# [PROBLEM TO WORK ON]
From the entries below, return only the lines starting at the one that contains "Target: white tablecloth" and ending at the one that contains "magnolia flower in", exactly as they stand.

Point-per-instance localization data:
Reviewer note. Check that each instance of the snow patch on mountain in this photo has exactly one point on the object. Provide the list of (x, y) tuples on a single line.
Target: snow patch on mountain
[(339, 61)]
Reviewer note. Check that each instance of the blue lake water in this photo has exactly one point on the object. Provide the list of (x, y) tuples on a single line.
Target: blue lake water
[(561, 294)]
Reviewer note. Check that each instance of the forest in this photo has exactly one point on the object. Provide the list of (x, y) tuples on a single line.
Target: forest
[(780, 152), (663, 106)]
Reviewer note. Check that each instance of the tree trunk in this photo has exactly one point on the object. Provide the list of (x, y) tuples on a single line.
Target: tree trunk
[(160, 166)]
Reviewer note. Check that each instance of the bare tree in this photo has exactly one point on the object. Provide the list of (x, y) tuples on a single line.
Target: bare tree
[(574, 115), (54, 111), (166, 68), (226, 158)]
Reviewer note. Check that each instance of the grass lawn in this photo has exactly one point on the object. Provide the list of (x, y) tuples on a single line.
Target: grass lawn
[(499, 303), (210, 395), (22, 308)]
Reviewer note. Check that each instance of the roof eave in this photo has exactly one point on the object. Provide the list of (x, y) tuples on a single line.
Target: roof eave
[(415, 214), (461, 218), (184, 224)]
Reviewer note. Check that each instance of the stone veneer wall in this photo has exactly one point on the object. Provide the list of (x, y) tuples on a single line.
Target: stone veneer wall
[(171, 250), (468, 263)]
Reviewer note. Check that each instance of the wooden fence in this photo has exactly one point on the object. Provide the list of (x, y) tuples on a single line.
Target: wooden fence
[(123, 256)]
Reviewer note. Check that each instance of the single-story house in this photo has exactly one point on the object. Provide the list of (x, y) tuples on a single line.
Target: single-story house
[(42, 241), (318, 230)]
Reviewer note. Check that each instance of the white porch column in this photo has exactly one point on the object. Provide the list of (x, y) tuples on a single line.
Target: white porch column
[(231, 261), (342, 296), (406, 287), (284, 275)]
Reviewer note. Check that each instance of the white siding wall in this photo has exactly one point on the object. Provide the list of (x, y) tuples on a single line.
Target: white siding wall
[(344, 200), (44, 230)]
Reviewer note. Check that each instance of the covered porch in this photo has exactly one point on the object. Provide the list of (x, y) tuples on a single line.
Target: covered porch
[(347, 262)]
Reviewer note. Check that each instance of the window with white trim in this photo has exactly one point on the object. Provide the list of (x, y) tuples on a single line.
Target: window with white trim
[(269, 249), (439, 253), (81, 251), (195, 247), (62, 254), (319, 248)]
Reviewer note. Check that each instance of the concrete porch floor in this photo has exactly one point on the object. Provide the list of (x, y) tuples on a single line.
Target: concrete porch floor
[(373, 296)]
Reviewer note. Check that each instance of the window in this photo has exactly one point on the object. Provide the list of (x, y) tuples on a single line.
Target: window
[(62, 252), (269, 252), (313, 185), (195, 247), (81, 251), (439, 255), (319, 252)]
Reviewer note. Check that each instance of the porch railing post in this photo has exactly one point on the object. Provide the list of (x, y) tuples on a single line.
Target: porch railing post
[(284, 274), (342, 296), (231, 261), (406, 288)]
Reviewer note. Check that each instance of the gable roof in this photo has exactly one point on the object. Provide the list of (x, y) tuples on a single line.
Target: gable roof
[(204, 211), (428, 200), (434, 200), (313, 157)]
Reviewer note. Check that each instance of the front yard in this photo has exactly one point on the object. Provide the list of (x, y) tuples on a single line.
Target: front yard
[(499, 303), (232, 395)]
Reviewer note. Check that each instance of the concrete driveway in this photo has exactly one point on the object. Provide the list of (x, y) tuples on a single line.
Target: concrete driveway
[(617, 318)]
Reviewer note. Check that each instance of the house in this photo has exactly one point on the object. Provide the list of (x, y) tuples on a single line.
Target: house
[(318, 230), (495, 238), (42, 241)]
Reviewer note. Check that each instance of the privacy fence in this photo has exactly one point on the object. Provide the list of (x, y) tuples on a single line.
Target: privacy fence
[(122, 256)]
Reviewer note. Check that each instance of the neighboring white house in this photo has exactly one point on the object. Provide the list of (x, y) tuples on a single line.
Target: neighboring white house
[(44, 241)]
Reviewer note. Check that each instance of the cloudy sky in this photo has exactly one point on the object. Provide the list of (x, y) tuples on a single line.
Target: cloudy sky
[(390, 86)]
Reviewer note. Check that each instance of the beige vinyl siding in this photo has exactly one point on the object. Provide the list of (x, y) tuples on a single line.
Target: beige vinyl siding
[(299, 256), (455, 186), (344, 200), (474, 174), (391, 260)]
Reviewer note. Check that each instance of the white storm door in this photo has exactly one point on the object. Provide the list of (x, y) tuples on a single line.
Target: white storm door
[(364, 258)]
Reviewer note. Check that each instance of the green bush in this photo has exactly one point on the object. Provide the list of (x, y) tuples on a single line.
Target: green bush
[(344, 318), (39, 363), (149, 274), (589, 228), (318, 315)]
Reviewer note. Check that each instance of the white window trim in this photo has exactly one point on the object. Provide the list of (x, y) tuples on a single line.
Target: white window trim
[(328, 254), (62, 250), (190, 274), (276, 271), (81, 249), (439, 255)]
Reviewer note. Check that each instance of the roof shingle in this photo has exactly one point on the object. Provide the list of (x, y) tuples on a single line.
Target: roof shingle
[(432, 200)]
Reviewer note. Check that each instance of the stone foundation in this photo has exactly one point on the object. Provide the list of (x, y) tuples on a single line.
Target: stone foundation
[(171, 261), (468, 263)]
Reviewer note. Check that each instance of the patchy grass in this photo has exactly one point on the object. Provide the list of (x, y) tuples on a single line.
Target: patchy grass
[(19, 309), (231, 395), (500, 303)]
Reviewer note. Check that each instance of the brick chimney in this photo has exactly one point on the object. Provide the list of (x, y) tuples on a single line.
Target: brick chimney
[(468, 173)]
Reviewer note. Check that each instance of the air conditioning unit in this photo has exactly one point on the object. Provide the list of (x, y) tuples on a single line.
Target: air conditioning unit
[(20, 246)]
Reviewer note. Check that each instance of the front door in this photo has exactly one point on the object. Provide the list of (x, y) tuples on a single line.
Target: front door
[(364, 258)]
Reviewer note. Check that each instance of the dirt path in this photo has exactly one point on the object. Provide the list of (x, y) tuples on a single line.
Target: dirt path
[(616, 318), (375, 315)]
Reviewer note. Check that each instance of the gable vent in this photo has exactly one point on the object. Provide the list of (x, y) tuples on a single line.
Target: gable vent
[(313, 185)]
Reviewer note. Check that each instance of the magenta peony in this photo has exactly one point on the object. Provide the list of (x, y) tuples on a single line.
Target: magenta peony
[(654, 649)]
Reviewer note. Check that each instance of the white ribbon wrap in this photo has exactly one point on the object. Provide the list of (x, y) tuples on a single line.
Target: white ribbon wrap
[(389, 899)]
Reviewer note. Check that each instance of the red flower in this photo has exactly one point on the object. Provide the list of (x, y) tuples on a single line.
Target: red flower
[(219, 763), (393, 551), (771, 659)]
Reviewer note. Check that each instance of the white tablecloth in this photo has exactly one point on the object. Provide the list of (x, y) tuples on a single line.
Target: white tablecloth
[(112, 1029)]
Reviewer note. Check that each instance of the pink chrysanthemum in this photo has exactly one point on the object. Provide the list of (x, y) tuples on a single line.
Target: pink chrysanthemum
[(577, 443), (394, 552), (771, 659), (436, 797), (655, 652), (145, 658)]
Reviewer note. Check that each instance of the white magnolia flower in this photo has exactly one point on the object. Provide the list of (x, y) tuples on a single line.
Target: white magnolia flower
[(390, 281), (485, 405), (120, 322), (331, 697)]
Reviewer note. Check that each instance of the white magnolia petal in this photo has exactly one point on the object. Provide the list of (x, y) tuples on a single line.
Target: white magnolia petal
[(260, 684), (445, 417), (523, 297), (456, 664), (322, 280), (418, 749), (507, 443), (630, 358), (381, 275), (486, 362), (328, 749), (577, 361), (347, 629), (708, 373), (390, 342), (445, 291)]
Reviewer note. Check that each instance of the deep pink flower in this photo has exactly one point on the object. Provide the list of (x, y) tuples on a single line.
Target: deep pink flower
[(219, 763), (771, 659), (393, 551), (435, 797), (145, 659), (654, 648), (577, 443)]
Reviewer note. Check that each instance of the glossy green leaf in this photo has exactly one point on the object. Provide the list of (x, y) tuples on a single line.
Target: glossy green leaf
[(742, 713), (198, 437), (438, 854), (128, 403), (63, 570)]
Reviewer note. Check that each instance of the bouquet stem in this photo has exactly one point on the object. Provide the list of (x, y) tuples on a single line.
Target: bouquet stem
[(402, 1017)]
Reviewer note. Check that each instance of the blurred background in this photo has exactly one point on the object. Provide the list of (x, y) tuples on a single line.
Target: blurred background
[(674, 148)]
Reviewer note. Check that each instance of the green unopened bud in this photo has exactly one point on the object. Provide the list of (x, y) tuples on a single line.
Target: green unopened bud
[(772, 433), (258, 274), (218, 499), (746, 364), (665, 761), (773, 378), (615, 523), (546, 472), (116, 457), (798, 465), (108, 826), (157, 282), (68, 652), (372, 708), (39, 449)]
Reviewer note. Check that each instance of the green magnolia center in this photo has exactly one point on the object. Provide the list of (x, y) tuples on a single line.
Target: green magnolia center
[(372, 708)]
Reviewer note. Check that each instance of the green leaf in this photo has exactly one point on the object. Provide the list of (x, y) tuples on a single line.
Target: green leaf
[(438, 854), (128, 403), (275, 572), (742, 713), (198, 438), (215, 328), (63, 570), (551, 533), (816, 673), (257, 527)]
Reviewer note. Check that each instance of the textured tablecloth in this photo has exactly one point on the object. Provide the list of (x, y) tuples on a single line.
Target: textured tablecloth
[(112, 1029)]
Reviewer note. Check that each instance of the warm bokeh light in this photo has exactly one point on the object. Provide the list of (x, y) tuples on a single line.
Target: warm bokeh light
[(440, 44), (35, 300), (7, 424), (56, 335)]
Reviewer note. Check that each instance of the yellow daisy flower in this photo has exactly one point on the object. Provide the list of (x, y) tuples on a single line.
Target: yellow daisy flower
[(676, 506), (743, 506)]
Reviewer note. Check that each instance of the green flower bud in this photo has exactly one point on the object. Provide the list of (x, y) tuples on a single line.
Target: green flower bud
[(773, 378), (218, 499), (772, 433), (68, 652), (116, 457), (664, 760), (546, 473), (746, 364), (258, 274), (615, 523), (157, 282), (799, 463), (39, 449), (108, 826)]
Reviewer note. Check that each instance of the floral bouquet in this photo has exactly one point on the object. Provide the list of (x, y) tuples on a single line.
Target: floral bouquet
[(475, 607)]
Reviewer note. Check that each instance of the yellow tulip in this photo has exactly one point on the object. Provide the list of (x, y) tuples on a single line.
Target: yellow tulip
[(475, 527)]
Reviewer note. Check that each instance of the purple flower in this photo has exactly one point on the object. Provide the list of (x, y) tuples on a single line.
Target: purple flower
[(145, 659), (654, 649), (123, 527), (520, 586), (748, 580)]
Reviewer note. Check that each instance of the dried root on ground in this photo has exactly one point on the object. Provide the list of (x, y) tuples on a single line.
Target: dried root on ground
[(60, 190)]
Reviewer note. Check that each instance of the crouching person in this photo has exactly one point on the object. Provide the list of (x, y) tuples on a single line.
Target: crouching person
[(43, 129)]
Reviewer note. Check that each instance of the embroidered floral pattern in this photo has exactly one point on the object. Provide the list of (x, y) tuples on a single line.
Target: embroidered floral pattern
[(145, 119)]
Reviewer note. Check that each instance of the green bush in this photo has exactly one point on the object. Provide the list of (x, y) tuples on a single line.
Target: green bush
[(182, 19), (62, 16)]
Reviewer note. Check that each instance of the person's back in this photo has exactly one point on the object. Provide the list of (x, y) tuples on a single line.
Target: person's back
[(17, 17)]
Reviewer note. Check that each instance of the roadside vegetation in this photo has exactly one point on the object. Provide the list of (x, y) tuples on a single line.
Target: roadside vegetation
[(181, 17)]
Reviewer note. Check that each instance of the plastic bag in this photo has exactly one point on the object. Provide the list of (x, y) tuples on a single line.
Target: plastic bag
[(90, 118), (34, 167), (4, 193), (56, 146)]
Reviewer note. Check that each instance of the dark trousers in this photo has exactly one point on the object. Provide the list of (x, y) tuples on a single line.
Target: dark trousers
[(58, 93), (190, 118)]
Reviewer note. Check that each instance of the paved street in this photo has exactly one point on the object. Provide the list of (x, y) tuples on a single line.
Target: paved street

# [EXPECTED ANSWER]
Target: white tablecloth
[(112, 1029)]
Reviewer note. Check that each instance of the pink chrysanthemum in this photo has exactly one point on the object. Provide the list of (x, y) tuples on a single line.
Target: pink chrysanthemum
[(577, 443), (394, 552), (771, 659), (436, 797), (655, 652), (145, 658)]
Reviewer note. Check that each instance of the white magnolia flower in this photo has exactly one point on the object. Provide the list of (x, y) tuples on a single line.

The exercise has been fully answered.